* Task requirements:
Collect every line in the entries below that contains the word "white", copying each one in full.

(Object point labels)
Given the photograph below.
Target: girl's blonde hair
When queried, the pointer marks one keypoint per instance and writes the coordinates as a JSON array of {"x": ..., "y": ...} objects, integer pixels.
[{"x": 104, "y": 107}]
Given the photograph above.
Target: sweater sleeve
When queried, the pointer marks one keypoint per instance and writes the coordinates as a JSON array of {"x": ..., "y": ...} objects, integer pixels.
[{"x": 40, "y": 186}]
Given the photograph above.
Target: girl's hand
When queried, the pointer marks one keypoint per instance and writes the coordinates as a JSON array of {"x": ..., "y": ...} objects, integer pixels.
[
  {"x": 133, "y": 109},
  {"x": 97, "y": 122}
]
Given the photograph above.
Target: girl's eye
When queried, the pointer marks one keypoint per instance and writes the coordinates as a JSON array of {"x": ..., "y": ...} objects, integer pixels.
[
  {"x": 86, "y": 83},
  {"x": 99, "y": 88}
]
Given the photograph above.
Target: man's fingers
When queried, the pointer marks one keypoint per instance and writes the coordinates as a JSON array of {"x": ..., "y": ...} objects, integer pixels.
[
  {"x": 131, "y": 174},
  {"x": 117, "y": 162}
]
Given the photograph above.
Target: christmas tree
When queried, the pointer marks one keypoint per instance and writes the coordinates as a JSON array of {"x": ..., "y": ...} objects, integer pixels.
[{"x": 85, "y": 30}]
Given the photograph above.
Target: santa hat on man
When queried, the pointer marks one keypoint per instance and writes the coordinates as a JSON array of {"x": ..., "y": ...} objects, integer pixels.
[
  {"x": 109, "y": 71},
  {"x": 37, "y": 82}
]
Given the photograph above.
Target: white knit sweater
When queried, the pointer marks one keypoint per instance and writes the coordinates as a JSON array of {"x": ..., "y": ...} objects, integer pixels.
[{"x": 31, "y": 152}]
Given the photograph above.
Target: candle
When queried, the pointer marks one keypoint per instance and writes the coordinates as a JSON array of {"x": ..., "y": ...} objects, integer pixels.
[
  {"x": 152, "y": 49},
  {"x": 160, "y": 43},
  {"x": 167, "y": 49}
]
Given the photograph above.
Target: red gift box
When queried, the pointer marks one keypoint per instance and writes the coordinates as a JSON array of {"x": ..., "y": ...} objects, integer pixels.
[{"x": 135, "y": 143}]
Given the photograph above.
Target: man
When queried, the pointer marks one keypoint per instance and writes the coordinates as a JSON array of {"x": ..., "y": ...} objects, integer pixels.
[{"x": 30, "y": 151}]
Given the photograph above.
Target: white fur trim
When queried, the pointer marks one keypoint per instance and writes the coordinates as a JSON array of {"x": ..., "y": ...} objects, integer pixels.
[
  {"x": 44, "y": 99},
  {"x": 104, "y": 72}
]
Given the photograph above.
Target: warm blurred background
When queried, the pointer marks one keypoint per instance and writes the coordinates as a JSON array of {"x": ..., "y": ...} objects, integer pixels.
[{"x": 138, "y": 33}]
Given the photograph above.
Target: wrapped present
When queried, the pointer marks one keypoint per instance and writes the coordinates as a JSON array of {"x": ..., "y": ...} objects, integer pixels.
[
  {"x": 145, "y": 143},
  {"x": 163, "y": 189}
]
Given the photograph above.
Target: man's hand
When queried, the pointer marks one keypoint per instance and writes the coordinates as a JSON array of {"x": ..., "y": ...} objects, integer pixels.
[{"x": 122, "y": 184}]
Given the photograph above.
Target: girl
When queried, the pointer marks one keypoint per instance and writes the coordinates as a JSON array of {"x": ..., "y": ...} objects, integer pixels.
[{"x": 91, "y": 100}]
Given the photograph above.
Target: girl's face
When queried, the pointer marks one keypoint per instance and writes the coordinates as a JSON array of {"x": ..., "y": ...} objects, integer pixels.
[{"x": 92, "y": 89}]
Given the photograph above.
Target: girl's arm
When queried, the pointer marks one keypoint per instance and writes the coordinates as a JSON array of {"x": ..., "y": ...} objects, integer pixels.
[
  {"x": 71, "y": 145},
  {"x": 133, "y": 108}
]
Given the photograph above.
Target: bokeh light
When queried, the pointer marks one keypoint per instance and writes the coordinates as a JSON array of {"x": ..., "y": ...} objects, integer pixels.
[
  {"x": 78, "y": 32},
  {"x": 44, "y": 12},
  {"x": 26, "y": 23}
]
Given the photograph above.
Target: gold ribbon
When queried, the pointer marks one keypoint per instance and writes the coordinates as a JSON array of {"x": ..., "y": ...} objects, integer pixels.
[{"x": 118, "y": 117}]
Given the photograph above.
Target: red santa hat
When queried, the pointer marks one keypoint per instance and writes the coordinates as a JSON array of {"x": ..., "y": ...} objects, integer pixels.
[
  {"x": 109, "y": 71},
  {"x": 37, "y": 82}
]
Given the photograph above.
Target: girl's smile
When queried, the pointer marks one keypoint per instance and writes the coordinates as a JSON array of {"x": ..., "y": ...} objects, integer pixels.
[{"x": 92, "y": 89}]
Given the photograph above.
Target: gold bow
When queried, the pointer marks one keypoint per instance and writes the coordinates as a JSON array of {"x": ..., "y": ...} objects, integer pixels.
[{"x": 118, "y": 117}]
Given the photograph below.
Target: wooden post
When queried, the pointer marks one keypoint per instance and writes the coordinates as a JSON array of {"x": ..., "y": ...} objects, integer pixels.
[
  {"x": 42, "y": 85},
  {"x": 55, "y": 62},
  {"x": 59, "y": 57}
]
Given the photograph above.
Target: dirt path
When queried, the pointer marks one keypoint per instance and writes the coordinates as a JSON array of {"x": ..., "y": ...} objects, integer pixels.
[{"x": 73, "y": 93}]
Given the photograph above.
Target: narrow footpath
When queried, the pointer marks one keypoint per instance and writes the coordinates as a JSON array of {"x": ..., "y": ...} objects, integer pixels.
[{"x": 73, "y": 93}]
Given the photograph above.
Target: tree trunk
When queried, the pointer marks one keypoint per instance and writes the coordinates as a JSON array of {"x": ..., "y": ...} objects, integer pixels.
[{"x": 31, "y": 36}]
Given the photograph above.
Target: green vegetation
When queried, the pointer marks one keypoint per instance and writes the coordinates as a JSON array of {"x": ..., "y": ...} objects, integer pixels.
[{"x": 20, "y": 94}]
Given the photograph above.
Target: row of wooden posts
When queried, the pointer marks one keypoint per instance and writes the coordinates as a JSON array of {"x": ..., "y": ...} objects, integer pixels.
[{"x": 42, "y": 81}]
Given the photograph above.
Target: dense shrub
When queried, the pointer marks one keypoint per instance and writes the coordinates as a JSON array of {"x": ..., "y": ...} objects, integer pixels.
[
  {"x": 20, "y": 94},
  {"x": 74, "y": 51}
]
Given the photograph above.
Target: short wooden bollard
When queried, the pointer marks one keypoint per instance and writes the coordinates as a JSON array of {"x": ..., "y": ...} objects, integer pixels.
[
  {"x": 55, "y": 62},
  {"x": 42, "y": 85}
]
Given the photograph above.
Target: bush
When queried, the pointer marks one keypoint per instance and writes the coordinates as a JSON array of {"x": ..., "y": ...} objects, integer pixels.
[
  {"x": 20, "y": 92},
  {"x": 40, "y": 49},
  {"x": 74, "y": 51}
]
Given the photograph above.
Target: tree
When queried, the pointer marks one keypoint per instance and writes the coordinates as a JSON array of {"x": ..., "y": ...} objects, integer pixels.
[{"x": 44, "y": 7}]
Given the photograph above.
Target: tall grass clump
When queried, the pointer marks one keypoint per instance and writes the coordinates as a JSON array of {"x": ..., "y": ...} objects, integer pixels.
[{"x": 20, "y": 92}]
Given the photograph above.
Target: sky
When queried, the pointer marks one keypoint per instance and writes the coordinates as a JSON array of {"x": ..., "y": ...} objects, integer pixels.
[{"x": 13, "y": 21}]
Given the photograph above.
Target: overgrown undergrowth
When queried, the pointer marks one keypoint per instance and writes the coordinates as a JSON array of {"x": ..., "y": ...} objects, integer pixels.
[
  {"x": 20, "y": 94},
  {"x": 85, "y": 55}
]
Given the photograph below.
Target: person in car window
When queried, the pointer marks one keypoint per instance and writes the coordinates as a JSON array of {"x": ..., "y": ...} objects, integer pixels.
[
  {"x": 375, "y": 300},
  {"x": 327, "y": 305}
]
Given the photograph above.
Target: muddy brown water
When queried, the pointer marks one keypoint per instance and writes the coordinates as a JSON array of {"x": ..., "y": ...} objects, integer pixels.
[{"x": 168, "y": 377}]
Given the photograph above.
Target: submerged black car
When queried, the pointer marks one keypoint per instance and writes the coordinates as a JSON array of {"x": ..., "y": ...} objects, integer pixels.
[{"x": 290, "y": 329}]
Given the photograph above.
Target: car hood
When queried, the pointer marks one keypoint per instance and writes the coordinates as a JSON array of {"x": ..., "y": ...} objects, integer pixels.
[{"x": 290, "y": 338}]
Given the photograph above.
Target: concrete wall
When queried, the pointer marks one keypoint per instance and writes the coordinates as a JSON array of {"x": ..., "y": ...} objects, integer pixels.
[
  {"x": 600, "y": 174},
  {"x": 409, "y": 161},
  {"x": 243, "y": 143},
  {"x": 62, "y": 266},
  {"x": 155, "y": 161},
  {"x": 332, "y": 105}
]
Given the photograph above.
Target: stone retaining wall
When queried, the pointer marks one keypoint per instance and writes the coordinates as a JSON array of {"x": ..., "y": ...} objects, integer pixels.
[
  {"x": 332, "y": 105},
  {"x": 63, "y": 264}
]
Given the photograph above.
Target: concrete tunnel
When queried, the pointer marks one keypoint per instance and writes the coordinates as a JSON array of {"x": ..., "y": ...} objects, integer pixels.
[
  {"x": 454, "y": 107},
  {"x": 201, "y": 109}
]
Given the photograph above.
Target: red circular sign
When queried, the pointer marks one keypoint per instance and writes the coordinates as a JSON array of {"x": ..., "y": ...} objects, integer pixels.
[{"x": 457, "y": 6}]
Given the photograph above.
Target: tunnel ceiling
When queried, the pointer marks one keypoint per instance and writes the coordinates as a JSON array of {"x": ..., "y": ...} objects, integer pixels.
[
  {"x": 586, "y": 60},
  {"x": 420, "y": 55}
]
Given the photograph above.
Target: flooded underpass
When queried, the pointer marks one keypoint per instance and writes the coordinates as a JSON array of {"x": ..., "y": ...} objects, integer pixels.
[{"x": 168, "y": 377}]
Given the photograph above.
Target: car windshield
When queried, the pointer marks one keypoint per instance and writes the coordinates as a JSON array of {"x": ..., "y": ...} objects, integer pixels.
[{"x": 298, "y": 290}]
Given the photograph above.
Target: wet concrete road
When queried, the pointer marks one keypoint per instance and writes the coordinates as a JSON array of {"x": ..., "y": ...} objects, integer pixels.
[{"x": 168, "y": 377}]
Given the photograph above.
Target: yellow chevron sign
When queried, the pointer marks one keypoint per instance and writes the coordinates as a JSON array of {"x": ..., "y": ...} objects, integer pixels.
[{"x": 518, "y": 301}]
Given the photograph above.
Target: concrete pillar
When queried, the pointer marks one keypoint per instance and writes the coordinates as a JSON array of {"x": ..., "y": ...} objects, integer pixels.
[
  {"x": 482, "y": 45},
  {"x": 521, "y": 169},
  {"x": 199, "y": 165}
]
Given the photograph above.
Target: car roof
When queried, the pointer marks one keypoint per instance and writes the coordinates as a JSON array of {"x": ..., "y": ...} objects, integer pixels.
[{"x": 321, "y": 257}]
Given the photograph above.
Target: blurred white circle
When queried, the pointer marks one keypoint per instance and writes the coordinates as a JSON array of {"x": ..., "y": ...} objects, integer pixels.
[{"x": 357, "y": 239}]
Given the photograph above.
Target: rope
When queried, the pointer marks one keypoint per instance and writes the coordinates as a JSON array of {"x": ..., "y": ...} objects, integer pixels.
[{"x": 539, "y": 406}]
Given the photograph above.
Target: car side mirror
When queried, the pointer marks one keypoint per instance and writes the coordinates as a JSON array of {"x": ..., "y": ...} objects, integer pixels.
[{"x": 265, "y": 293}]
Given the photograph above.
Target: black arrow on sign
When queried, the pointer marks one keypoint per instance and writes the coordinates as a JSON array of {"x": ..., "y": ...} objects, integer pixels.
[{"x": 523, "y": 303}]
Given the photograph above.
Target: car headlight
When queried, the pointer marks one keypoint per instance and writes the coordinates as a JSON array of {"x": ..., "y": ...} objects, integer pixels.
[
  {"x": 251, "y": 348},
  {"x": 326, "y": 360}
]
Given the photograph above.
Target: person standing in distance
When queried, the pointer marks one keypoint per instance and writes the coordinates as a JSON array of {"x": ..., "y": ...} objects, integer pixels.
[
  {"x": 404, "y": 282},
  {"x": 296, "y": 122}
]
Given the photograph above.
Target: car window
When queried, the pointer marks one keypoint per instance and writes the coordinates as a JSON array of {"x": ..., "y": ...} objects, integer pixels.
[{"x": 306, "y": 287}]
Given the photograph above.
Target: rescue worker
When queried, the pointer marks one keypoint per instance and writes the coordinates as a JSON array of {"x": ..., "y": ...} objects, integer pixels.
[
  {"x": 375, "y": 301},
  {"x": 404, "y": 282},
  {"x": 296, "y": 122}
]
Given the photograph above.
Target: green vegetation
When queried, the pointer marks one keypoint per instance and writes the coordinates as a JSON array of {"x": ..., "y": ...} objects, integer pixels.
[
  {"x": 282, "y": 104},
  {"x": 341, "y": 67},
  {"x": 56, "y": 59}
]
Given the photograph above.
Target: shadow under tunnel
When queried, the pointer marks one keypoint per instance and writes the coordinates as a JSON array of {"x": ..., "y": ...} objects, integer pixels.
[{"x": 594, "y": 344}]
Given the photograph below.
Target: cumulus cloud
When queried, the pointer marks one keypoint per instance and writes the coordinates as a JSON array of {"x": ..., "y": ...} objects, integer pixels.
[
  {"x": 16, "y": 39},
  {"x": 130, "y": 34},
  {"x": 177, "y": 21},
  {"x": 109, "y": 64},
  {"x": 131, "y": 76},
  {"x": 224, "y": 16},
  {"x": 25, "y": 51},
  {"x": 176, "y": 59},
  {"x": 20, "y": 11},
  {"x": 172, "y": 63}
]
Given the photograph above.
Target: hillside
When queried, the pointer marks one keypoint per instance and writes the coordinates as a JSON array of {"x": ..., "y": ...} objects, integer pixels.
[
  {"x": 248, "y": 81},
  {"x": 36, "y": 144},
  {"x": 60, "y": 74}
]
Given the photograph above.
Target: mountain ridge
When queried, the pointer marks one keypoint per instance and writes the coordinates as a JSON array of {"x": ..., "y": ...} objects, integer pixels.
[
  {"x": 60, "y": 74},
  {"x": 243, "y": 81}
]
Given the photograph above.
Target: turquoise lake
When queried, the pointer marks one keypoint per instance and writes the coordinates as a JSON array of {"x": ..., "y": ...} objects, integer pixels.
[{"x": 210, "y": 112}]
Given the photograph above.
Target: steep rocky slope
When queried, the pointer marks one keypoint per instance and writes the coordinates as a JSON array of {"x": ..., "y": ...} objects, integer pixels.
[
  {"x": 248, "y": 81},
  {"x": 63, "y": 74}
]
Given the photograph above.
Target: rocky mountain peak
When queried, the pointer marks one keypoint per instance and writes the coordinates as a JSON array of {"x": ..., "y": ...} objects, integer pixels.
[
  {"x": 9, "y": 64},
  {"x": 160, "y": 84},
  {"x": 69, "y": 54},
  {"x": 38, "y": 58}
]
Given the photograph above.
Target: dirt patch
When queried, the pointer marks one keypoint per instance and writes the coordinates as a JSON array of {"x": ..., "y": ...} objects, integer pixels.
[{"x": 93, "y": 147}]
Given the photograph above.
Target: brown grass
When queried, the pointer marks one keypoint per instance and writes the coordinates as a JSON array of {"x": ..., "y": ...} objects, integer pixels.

* Finished task:
Target: white knit sweater
Target: white fur trim
Target: blurred white circle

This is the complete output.